Extracted text Start Marker
5.5 Using openMosix

At its simplest, openMosix is transparent to the user. You can sit back and reap the benefits. But at times, you'll want more control. At the very least, you may want to verify that it is really running properly. (You could just time applications with computers turned on and off, but you'll probably want to be a little more sophisticated than that.) Fortunately, openMosix provides some tools that allow you to monitor and control various jobs. If you don't like the tools that come with openMosix, you can always install other tools such as openMosixView.

5.5.1 User Tools

You should install the openMosix user tools before you start running openMosix. This package includes several useful management tools (migrate, mosctl, mosmon, mosrun, and setpe), an openMosix aware version of ps and top called, suitably, mps and mtop, and a startup script /etc/init.d/openmosix. (This is actually a link to the file /etc/rc.d/init.d/openmosix.)

5.5.1.1 mps and mtop

Both mps and mtop will look a lot like their counterparts, ps and top. The major difference is that each has an additional column that gives the node number on which a process is running. Here is part of the output from mps:

[root@fanny sloanjd]# mps

  PID TTY NODE STAT TIME COMMAND

...

19766  ?     0 R    2:32 ./loop 

19767  ?     2 S    1:45 ./loop 

19768  ?     5 S    3:09 ./loop 

19769  ?     4 S    2:58 ./loop 

19770  ?     2 S    1:47 ./loop 

19771  ?     3 S    2:59 ./loop 

19772  ?     6 S    1:43 ./loop 

19773  ?     0 R    1:59 ./loop 

...

As you can see from the third column, process 19769 is running on node 4. It is important to note that mps must be run on the machine where the process originated. You will not see the process if you run ps, mps, top, or mtop on any of the other machines in the cluster even if the process has migrated to that machine. (Arguably, in this respect, openMosix is perhaps a little too transparent. Fortunately, a couple of the other tools help.)
Extracted text End Marker
What is needed — Reproduce the openMosix section above word for word, from its heading through its final sentence.
Excerpted data Start Marker
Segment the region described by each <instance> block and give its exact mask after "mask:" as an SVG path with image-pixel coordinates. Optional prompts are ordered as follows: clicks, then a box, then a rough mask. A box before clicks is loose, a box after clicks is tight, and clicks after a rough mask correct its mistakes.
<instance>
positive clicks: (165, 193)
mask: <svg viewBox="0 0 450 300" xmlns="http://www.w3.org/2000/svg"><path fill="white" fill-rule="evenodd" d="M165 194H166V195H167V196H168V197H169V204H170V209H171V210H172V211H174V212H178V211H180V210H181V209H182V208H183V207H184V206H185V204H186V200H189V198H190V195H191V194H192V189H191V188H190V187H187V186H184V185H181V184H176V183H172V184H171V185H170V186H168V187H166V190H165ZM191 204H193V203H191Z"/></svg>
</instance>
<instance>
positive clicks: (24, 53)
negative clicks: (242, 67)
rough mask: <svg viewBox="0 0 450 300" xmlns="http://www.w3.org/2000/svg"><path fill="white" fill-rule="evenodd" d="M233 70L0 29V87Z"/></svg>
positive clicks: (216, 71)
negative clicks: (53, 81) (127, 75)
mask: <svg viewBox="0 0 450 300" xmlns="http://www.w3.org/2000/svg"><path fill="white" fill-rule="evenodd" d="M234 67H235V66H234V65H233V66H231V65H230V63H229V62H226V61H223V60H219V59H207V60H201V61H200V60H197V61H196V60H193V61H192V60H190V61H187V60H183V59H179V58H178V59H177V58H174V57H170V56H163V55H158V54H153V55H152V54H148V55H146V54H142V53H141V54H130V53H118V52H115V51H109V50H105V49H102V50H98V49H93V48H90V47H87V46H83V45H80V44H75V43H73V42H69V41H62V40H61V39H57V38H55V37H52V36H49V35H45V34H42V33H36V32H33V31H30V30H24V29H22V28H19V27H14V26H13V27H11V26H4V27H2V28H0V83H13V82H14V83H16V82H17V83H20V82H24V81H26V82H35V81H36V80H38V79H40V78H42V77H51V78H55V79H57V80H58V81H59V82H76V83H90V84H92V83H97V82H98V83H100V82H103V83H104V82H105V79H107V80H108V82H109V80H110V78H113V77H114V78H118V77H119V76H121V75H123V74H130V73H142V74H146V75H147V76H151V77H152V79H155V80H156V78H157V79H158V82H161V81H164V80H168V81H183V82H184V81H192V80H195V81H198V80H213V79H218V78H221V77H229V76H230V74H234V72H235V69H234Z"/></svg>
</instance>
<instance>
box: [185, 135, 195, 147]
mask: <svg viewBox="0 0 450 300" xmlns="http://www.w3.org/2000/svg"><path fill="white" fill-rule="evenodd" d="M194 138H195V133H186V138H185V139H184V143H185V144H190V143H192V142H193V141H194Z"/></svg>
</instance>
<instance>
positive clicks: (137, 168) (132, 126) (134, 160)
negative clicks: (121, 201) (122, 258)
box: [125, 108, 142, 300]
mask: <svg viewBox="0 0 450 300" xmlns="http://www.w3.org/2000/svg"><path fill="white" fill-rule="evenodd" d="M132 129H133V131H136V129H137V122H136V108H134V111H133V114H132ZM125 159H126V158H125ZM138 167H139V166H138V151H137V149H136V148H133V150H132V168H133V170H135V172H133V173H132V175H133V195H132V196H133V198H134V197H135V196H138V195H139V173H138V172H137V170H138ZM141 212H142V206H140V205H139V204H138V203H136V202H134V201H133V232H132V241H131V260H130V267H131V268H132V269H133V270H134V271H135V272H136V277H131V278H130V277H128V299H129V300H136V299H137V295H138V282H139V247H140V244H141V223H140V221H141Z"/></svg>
Excerpted data End Marker
Problem solution —
5.5 Using openMosix

At its simplest, openMosix is transparent to the user. You can sit back and reap the benefits. But at times, you'll want more control. At the very least, you may want to verify that it is really running properly. (You could just time applications with computers turned on and off, but you'll probably want to be a little more sophisticated than that.) Fortunately, openMosix provides some tools that allow you to monitor and control various jobs. If you don't like the tools that come with openMosix, you can always install other tools such as openMosixView.

5.5.1 User Tools

You should install the openMosix user tools before you start running openMosix. This package includes several useful management tools (migrate, mosctl, mosmon, mosrun, and setpe), an openMosix aware version of ps and top called, suitably, mps and mtop, and a startup script /etc/init.d/openmosix. (This is actually a link to the file /etc/rc.d/init.d/openmosix.)

5.5.1.1 mps and mtop

Both mps and mtop will look a lot like their counterparts, ps and top. The major difference is that each has an additional column that gives the node number on which a process is running. Here is part of the output from mps:

[root@fanny sloanjd]# mps

  PID TTY NODE STAT TIME COMMAND

...

19766  ?     0 R    2:32 ./loop 

19767  ?     2 S    1:45 ./loop 

19768  ?     5 S    3:09 ./loop 

19769  ?     4 S    2:58 ./loop 

19770  ?     2 S    1:47 ./loop 

19771  ?     3 S    2:59 ./loop 

19772  ?     6 S    1:43 ./loop 

19773  ?     0 R    1:59 ./loop 

...

As you can see from the third column, process 19769 is running on node 4. It is important to note that mps must be run on the machine where the process originated. You will not see the process if you run ps, mps, top, or mtop on any of the other machines in the cluster even if the process has migrated to that machine. (Arguably, in this respect, openMosix is perhaps a little too transparent. Fortunately, a couple of the other tools help.)